Task statement
What is needed here is a verbatim copy of the records that follow.

Point-per-instance localization data

═══

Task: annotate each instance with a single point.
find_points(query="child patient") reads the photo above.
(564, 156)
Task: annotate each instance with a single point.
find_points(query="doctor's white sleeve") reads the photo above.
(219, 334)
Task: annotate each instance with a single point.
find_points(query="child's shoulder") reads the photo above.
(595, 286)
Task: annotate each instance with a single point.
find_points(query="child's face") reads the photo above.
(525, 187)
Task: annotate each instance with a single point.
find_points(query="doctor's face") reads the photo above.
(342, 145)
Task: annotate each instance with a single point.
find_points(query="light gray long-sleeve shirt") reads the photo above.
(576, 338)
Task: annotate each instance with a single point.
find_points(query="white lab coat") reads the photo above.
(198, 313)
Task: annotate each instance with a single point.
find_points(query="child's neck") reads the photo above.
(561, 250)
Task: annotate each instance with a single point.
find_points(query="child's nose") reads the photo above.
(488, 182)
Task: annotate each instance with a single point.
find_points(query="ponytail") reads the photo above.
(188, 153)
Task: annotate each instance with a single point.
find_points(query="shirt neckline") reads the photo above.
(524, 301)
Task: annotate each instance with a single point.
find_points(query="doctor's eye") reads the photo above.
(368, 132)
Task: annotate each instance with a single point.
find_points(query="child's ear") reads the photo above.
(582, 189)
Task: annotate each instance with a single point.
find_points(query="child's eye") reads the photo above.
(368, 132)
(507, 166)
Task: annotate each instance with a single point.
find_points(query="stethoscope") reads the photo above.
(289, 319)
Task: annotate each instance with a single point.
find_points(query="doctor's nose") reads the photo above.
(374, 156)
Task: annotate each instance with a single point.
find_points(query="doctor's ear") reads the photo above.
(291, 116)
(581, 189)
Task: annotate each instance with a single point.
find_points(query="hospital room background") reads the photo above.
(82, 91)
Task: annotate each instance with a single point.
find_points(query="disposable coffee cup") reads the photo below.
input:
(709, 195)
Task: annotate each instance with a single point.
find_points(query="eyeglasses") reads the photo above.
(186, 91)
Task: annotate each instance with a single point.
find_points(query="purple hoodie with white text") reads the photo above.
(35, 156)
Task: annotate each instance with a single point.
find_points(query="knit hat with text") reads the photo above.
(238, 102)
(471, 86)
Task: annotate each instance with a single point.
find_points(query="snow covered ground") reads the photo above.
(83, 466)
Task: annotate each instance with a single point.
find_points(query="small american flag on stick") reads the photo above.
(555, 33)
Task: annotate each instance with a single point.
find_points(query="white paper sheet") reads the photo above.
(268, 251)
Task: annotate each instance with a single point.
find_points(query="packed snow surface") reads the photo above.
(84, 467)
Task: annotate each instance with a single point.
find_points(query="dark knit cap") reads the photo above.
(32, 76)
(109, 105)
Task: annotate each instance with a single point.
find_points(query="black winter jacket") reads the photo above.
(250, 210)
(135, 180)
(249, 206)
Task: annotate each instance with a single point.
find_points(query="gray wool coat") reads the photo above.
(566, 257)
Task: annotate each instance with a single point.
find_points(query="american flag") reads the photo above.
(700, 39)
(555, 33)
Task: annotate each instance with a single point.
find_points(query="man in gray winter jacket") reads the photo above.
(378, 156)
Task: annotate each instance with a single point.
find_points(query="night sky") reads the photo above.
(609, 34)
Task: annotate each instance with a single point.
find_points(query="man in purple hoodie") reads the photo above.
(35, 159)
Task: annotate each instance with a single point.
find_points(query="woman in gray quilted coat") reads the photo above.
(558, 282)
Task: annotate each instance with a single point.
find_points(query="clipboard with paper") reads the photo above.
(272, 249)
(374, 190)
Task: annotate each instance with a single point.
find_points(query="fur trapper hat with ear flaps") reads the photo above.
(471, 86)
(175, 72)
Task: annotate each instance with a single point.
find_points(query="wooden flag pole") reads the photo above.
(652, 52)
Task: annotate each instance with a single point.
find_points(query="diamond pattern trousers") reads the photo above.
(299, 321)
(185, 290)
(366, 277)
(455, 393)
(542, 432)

═══

Task result
Task: annotate each instance with a single point.
find_points(query="child patient") reads the photo above.
(564, 156)
Task: annotate each instance with a single point.
find_points(query="doctor's white sleeve") reads the photo above.
(219, 334)
Task: annotate each instance with a single point.
find_points(query="child's shoulder") reads the photo above.
(595, 286)
Task: annotate each instance with a single point.
find_points(query="child's face") reads the photo above.
(525, 187)
Task: annotate each instance with a single point.
find_points(query="doctor's face") reads the photo above.
(342, 145)
Task: annotate each instance with a single point.
find_points(query="light gray long-sleeve shirt") reads the photo above.
(576, 338)
Task: annotate each instance with a single point.
find_points(query="white lab coat") reads the photo above.
(198, 313)
Task: annotate each instance with a single point.
find_points(query="child's neck") reads the photo above.
(561, 250)
Task: annotate each instance with a single point.
find_points(query="child's nose") reads the photo above.
(488, 182)
Task: annotate each instance with a single point.
find_points(query="ponytail") reads the photo above.
(188, 153)
Task: annotate each instance with a single point.
find_points(query="shirt neckline") reads the photo above.
(524, 301)
Task: annotate each instance with a single point.
find_points(query="doctor's eye") reads the photo above.
(368, 132)
Task: annotate each instance with a single point.
find_points(query="child's ear") reads the photo above.
(582, 189)
Task: annotate each instance with a single point.
find_points(query="child's eye") reads the photo above.
(368, 132)
(507, 166)
Task: annotate each instance with a single point.
find_points(query="stethoscope") reads the photo above.
(289, 319)
Task: annotate each instance with a single point.
find_points(query="doctor's nose") reads the photo above.
(374, 156)
Task: annotate each instance with a single point.
find_points(query="doctor's ear") reads the photo above.
(291, 116)
(581, 189)
Task: annotate each instance with a single point.
find_points(query="hospital room background") reads the photo above.
(82, 91)
Task: annotate each instance with a single point.
find_points(query="disposable coffee cup") reads the photo below.
input:
(709, 195)
Task: annotate each instance with a single point.
find_points(query="eyeglasses") reads the photo above.
(186, 91)
Task: annotate each instance with a single point.
find_points(query="purple hoodie with white text") reads the photo above.
(35, 156)
Task: annotate each instance with a single point.
find_points(query="knit hat with text") reads the photo above.
(238, 102)
(471, 86)
Task: annotate each instance with a single point.
find_points(query="snow covered ground") reads the photo above.
(83, 466)
Task: annotate each instance with a single point.
find_points(query="small american flag on stick") reads the photo above.
(555, 33)
Task: annotate each instance with a single point.
find_points(query="white paper sheet") reads the photo above.
(268, 251)
Task: annotate each instance with a single point.
find_points(query="packed snow surface") reads the photo above.
(84, 467)
Task: annotate each instance with a single point.
find_points(query="dark knit cap") reads the photo above.
(32, 76)
(109, 105)
Task: annotate each instance with a single point.
find_points(query="black winter jacket") reads the photo above.
(250, 210)
(135, 180)
(249, 206)
Task: annotate each instance with a single point.
find_points(query="gray wool coat") reads the photo above.
(566, 257)
Task: annotate each instance with a single point.
find_points(query="american flag") reads the photo above.
(700, 39)
(555, 33)
Task: annotate each instance with a single point.
find_points(query="man in gray winter jacket") reads the photo above.
(378, 156)
Task: annotate each instance with a single point.
find_points(query="night sky") reads the photo above.
(609, 34)
Task: annotate each instance with a single point.
find_points(query="man in purple hoodie") reads the photo above.
(35, 159)
Task: annotate each instance with a single point.
find_points(query="woman in gray quilted coat") reads the photo above.
(558, 282)
Task: annotate each instance with a single point.
find_points(query="clipboard with paper") reads the photo above.
(272, 249)
(374, 190)
Task: annotate each instance with a single point.
find_points(query="fur trapper hat with ear flaps") reads the photo above.
(471, 86)
(175, 72)
Task: annotate each instance with a single point.
find_points(query="wooden flag pole") reads the photo above.
(652, 52)
Task: annotate each instance with a single point.
find_points(query="diamond pattern trousers") reads the photo above.
(299, 321)
(185, 290)
(366, 277)
(455, 393)
(542, 432)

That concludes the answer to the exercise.